# Written instruction:
Extract every line of the material below and reproduce it verbatim, leaving the pictures out.
━━━━━ Data provided ━━━━━
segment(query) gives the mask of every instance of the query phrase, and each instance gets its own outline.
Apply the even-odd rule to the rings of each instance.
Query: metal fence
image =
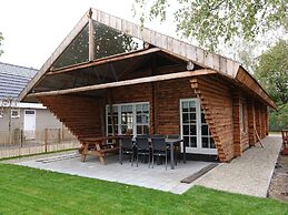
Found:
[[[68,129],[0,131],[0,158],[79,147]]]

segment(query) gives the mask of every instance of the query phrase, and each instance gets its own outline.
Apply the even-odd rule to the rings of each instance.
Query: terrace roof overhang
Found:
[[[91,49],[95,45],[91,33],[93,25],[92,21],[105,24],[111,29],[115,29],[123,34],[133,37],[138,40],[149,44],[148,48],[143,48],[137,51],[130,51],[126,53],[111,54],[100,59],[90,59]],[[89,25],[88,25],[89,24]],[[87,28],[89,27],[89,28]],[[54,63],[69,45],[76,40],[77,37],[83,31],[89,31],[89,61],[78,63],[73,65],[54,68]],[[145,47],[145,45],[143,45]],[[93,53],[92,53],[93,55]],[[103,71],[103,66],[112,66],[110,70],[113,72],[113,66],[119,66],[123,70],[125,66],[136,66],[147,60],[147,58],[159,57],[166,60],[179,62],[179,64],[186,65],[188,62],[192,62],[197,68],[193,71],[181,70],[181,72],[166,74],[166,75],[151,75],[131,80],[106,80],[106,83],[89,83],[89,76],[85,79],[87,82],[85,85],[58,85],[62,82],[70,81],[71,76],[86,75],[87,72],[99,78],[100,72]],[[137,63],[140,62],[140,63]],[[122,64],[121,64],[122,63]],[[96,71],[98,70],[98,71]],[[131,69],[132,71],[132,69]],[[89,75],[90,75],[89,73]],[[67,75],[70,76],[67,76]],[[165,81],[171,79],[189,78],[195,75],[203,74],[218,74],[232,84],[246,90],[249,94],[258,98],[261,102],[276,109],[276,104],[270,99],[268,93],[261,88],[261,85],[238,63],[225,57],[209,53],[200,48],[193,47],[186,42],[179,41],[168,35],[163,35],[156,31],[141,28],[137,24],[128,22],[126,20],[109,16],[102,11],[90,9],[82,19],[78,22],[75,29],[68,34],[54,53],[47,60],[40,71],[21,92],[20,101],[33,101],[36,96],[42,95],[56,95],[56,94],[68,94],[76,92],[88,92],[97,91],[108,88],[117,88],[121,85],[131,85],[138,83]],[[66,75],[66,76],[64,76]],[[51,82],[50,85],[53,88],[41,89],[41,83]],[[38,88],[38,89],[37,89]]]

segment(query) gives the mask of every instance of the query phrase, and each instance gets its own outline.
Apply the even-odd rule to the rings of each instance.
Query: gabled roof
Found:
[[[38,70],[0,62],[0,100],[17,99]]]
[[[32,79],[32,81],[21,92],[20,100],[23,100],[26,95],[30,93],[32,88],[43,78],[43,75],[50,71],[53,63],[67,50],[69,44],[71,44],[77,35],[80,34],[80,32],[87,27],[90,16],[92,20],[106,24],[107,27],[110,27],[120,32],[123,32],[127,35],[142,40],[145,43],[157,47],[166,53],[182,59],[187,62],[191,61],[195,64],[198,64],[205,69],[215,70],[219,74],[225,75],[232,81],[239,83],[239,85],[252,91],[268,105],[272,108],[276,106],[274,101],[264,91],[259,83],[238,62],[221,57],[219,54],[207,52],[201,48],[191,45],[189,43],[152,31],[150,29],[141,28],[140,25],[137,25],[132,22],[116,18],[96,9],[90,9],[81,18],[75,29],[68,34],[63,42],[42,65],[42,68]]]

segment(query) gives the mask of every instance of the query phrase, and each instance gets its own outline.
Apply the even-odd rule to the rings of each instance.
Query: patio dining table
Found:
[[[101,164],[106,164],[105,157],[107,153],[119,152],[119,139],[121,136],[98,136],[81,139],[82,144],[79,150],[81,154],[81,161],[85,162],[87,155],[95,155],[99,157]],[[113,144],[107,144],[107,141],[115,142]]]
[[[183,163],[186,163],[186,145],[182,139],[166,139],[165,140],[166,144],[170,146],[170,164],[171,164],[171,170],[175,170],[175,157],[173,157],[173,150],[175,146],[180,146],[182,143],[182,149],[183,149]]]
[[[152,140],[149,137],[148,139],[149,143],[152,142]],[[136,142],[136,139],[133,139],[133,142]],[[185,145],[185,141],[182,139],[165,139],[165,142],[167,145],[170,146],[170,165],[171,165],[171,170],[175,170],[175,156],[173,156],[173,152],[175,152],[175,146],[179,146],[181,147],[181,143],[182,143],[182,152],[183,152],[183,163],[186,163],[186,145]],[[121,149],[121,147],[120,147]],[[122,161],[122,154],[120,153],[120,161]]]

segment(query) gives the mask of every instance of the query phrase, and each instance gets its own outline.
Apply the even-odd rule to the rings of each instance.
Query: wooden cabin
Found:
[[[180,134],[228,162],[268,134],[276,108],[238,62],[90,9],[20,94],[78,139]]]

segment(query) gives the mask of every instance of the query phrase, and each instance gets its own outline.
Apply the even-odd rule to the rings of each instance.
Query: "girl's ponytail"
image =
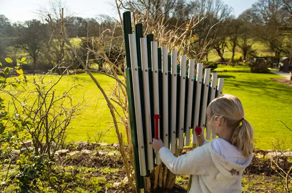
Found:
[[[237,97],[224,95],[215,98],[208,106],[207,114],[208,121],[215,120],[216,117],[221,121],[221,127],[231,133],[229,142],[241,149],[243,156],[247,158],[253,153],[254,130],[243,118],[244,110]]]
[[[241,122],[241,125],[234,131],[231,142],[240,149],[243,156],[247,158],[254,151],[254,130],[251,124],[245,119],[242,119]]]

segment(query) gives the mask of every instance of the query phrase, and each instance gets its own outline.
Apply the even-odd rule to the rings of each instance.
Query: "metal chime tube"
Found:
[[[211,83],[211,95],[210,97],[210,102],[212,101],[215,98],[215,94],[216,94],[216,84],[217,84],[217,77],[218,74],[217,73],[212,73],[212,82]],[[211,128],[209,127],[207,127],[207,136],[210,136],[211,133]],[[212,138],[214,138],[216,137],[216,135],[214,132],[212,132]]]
━━━━━
# Task response:
segment(query) gives the mask of every instance of the query phrase, and each instance gets its own outline.
Apply the even-odd rule to the rings of each instance.
Query: metal fence
image =
Found:
[[[68,129],[0,131],[0,158],[79,147]]]

segment(query) gives the mask of every instance of the query phrase, and each instance gets its own outline.
Apply the even-odd rule to the rings of each instance.
Query: terrace roof overhang
Found:
[[[91,49],[95,45],[91,33],[93,25],[92,21],[105,24],[111,29],[115,29],[123,34],[133,37],[138,40],[149,44],[148,48],[143,48],[137,51],[130,51],[126,53],[111,54],[100,59],[90,59]],[[89,25],[88,25],[89,24]],[[87,28],[89,27],[89,28]],[[54,63],[69,45],[76,40],[77,37],[83,31],[89,31],[89,61],[78,63],[73,65],[54,68]],[[145,47],[145,45],[143,45]],[[93,53],[92,53],[93,55]],[[103,71],[103,66],[112,66],[110,70],[113,72],[113,66],[119,66],[123,70],[125,66],[136,66],[147,60],[147,58],[159,57],[166,60],[179,62],[179,64],[186,65],[188,62],[192,62],[197,68],[193,71],[181,70],[181,72],[166,74],[166,75],[151,75],[131,80],[106,80],[106,83],[89,83],[89,76],[85,79],[87,82],[85,85],[58,85],[62,82],[70,81],[71,76],[86,75],[87,72],[99,78],[100,72]],[[137,63],[140,62],[140,63]],[[122,64],[121,64],[122,63]],[[96,71],[98,70],[98,71]],[[131,69],[132,71],[132,69]],[[89,75],[90,75],[89,73]],[[67,75],[70,76],[67,76]],[[165,81],[171,79],[189,78],[195,75],[203,74],[218,74],[232,84],[246,90],[249,94],[258,98],[261,102],[276,109],[276,104],[270,99],[268,93],[261,88],[261,85],[238,63],[225,57],[209,53],[200,48],[193,47],[186,42],[179,41],[168,35],[163,35],[156,31],[141,28],[137,24],[128,22],[126,20],[109,16],[102,11],[90,9],[82,19],[78,22],[75,29],[68,34],[54,53],[47,60],[40,71],[21,92],[20,101],[33,101],[36,96],[42,95],[56,95],[56,94],[68,94],[76,92],[88,92],[97,91],[108,88],[117,88],[121,85],[131,85],[138,83]],[[66,75],[66,76],[64,76]],[[51,82],[50,85],[53,88],[41,89],[41,83]],[[38,88],[38,89],[37,89]]]

segment(query) gives the mask of every instance of the query phrase, and each instance gets its own outline.
Apply the even-odd rule to the rings of each instance.
Query: gabled roof
Found:
[[[38,70],[0,62],[0,100],[17,99]]]
[[[32,79],[32,81],[21,92],[20,100],[23,100],[26,95],[30,93],[32,88],[43,78],[43,75],[50,71],[53,63],[67,50],[69,44],[71,44],[77,35],[80,34],[80,32],[87,27],[90,16],[92,20],[106,24],[107,27],[110,27],[120,32],[123,32],[127,35],[142,40],[145,43],[157,47],[166,53],[182,59],[187,62],[191,61],[195,64],[198,64],[205,69],[215,70],[219,74],[225,75],[232,81],[239,83],[239,85],[252,91],[268,105],[272,108],[276,106],[274,101],[264,91],[259,83],[238,62],[221,57],[219,54],[207,52],[201,48],[191,45],[189,43],[152,31],[150,29],[141,28],[140,25],[137,25],[132,22],[116,18],[96,9],[90,9],[81,18],[75,29],[68,34],[63,42],[42,65],[42,68]]]

segment(query) gives the mask of every instance of the query phrase, and each instance gets its own outline.
Apply the even-odd rule to the rings of each instance.
Query: patio dining table
Found:
[[[101,164],[106,164],[105,157],[107,153],[119,152],[119,139],[121,136],[98,136],[81,139],[82,144],[79,150],[81,154],[81,161],[85,162],[87,155],[95,155],[99,157]],[[113,144],[107,144],[107,141],[115,142]]]
[[[183,163],[186,163],[186,145],[182,139],[166,139],[165,140],[166,144],[170,146],[170,164],[171,164],[171,170],[175,170],[175,157],[173,157],[173,150],[175,146],[180,146],[182,143],[182,149],[183,149]]]
[[[152,140],[149,137],[148,139],[149,143],[152,142]],[[136,142],[136,139],[133,139],[133,142]],[[185,145],[185,141],[182,139],[165,139],[165,142],[167,145],[170,146],[170,165],[171,165],[171,170],[175,170],[175,156],[173,156],[173,152],[175,152],[175,146],[179,146],[181,147],[181,143],[182,143],[182,152],[183,152],[183,163],[186,163],[186,145]],[[121,149],[121,147],[120,147]],[[122,161],[122,154],[120,153],[120,161]]]

segment(query) gives the mask of every instance of the query phrase, and each instance gets its own outline.
Apply the even-odd rule to the rings of each instance.
Query: wooden cabin
Found:
[[[180,134],[228,162],[268,134],[276,108],[238,62],[90,9],[20,94],[78,139]]]

segment(query) gives the mask of every instance of the query phrase, and each instance gets its own outline.
Apply the even-odd rule to the rings of each instance.
Query: "girl's ponytail"
image =
Found:
[[[237,97],[224,95],[215,98],[208,106],[207,114],[208,121],[215,120],[216,117],[221,121],[221,127],[231,133],[229,142],[241,149],[243,156],[247,158],[253,153],[254,130],[243,118],[244,110]]]
[[[241,122],[241,125],[234,131],[231,142],[240,149],[243,156],[247,158],[254,151],[254,130],[251,124],[245,119],[242,119]]]

segment(query) gives the mask of every instance of the query phrase, and each instance gets its own outline.
Apply the even-odd rule to the rings of each instance.
Query: "metal chime tube"
Found:
[[[211,83],[211,95],[210,97],[210,102],[212,101],[215,98],[215,94],[216,94],[216,84],[217,84],[217,77],[218,74],[217,73],[212,73],[212,82]],[[211,128],[209,127],[207,127],[207,136],[210,136],[211,133]],[[212,138],[214,138],[216,137],[216,135],[214,132],[212,132]]]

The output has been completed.